Neyland v. Lanier

273 S.W. 1022 | Tex. App. | 1925

This suit was instituted by appellant against W. E. Flynn, G. T. Lanier, A. H. Seale, and L. J. Downs, on two notes, one for $3,000, and the other for $700, dated October 18, 1921, payable to bearer, due four months after date, and bearing 10 per cent. interest from date, and providing for 10 per cent. attorney's fees. Appellant alleged that he was the owner and holder of said notes. W. E. Flynn made no answer, and the court found that there was $4,825 principal and interest due on the notes, on which sum Flynn had paid $90, and rendered judgment against him for the balance of the principal and interest, $4,735, with 10 per cent. interest on said sum from date of judgment, November 5, 1924, and for the further sum of $482 attorney's fees, with 6 per cent. interest thereon from said date, from which there is no appeal.

Appellees admitted the execution of the notes, but alleged they were only sureties, and contended they were released from payment thereof, because, at the time they signed same, it was agreed and understood that the notes were not to be delivered to, or accepted by, appellant, unless they were also signed by Hunter Carrington and James Henson; and because after the maturity of the notes appellant had, without their consent, extended the time of payment of the notes; and because they had requested and demanded appellee to file suit on the notes in June, 1922, and that he failed and refused to file suit until February, 1923; and as a further defense against the $700 note, they contended appellant could not recover thereon, because as a matter of fact the note belonged to appellant's son De Witt Neyland. The cause was tried to the court, and the court rendered judgment holding that appellant was not entitled to any judgment against appellees. The trial court filed no findings of fact or conclusions of law. There is a statement of facts with the record.

Appellant contends that the judgment of the trial court is erroneous, and that, under the facts in this cause, the trial court should have rendered judgment in his favor for the same amount for which it rendered judgment against W. E. Flynn. We sustain this contention. Under the Uniform Negotiable Instruments Act (Vernon's Ann.Civ.St. Supp. 1922, arts. 6001 — 1 to 6001 — 197) appellees, having signed the notes as comakers, were primarily liable to appellant for the *1023 payment thereof, although as between appellees and Flynn they were only sureties for Flynn, and they could only be discharged from liability by the notes themselves being discharged, as provided by section 119 of said act.

Appellees' contention that, when they signed the notes, it was with the understanding and agreement that they were not to be delivered to or accepted by appellant, unless signed by Hunter Carrington and James Henson, is not supported by the testimony. Each of the parties testified that he signed the notes, and that nothing was said by either of them to appellant with reference to other parties signing same, and no notice was given to appellant in any way that either of the parties had signed said notes with the understanding that they would not be delivered without additional signers. Under sections 16, 52, and 60 of the above act, appellant became the holder of the notes in due course for value, and each of the parties became liable thereon as the maker.

DATA:
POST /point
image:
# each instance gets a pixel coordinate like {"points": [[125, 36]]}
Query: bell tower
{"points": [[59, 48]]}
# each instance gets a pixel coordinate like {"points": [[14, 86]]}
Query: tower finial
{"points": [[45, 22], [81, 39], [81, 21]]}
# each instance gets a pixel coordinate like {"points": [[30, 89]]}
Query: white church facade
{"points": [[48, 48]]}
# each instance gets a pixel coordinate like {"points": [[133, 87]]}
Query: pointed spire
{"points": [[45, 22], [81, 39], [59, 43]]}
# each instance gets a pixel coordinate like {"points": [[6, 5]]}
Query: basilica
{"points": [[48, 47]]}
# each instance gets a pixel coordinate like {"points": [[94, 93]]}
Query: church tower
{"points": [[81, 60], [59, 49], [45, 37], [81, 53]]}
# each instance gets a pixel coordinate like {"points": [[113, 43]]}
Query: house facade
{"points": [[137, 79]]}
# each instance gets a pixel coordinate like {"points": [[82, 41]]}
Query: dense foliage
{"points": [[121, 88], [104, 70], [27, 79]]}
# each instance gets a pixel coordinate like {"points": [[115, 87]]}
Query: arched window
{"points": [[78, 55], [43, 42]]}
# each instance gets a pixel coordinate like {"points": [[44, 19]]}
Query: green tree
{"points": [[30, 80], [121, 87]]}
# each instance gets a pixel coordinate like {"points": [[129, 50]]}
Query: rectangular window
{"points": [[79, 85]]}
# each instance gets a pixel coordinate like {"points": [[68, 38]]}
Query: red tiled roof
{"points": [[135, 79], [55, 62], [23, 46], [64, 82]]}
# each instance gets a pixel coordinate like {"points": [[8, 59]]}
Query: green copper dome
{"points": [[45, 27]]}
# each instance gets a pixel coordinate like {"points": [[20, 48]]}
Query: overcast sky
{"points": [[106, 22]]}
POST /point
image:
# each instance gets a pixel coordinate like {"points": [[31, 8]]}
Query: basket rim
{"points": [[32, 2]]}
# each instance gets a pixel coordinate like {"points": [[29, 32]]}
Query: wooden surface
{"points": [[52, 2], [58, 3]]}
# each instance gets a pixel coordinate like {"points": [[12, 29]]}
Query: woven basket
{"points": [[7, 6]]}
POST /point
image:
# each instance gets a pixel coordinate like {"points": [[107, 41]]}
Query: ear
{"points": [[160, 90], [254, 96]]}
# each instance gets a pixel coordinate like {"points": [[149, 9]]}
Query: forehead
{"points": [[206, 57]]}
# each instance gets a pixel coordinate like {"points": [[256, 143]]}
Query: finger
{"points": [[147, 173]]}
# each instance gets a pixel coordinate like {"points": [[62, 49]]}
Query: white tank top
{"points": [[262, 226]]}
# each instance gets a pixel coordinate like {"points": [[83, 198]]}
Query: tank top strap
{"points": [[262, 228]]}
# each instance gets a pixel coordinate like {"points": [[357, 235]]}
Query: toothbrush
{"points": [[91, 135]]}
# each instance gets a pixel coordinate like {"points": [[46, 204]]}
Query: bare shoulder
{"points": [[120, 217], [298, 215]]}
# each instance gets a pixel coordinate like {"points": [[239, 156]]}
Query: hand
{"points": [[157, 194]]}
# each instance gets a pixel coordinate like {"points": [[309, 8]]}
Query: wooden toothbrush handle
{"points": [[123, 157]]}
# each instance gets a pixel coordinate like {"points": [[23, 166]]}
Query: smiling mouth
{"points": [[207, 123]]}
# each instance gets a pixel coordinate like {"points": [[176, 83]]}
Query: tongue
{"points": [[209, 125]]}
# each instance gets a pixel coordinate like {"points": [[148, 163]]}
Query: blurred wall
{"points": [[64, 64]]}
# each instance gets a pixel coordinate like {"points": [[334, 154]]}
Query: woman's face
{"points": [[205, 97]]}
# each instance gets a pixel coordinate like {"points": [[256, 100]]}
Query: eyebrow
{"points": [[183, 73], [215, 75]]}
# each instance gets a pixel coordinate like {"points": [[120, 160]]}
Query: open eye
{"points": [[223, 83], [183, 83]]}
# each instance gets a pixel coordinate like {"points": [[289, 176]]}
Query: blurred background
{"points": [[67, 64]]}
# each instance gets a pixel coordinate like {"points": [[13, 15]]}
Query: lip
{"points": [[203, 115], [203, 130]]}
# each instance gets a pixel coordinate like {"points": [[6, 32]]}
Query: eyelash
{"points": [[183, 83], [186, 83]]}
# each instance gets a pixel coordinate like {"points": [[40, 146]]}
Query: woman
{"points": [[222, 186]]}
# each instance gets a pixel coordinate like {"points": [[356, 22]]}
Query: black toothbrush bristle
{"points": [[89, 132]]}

TO BE DONE: Please proceed with the Neyland v. Lanier opinion, picking up from its last sentence. The material stands apart from the Neyland v. Lanier opinion.

ANSWER TO THIS EXERCISE:
Appellees' contention, that they were discharged by reason of an extension of the payment of the notes by appellant, is untenable. The only evidence with reference to an extension of the payment of the notes was by Flynn, who testified that, after the notes became due, appellant agreed with him that if he (Flynn) would pay $30 every two weeks, or every 30 days, he was not sure which, that the notes could run along without being paid in full; and Flynn further testified that he did, under said agreement, make three payments of $30 each. Under the old law, this was not a sufficient consideration for an extension of the time of payment. At the time the alleged agreement was made, the notes were past due, and the $30 per month payment would not pay the interest, much less reduce the principal, and there was no definite time to which the payment of the notes was extended, and no sufficient consideration for appellant having made the agreement. A partial payment on a note already due is not a sufficient consideration to constitute an extension of time of payment. Austin Real Estate Abstract Co. v. Bahn, 87 Tex. 582,29 S.W. 646, 30 S.W. 430; Dickson v. Kilgore State Bank (Tex.Com.App.)257 S.W. 867; Ward v. Scarborough (Tex.Com.App.) 236 S.W. 434; Davidson v. McKinley (Tex.Civ.App.) 152 S.W. 1142. Appellees being, under sections 29, 60, and 192 of the Uniform Negotiable Instruments Act, primarily liable on the notes, would not be discharged from liability, if appellant had extended the time of payment. 8 C.J. 276; Wolstenholme v. Smith, 34 Utah,. 300, 97 P. 329; Union Trust Co. v. McGinty, 212 Mass. 205.98 N.E. 679, Ann.Cas. 1913C, 525; Vanderford v. F. M. Nat. Bank,105 Md. 164, 66 A. 47, 10 L.R.A. (N.S.) 129; 3 R.C.L. 1120.

There is no merit in appellee's contention, that they are released as accommodation signers or sureties on the notes sued on because of appellant's failure to file suit after appellees had requested same to be filed. None of the sureties, in writing, as provided by article 6329, Revised Statutes, requested appellant to file suit. Lanier was the only one of appellees who claims to have asked appellant to sue, and the only thing he did was, some time during the summer of 1922, he sent word to appellant by appellant's boy that he wanted appellant to file suit on the notes. We do not think this was a sufficient compliance with article 6329, Revised Statutes, to require suit to be filed.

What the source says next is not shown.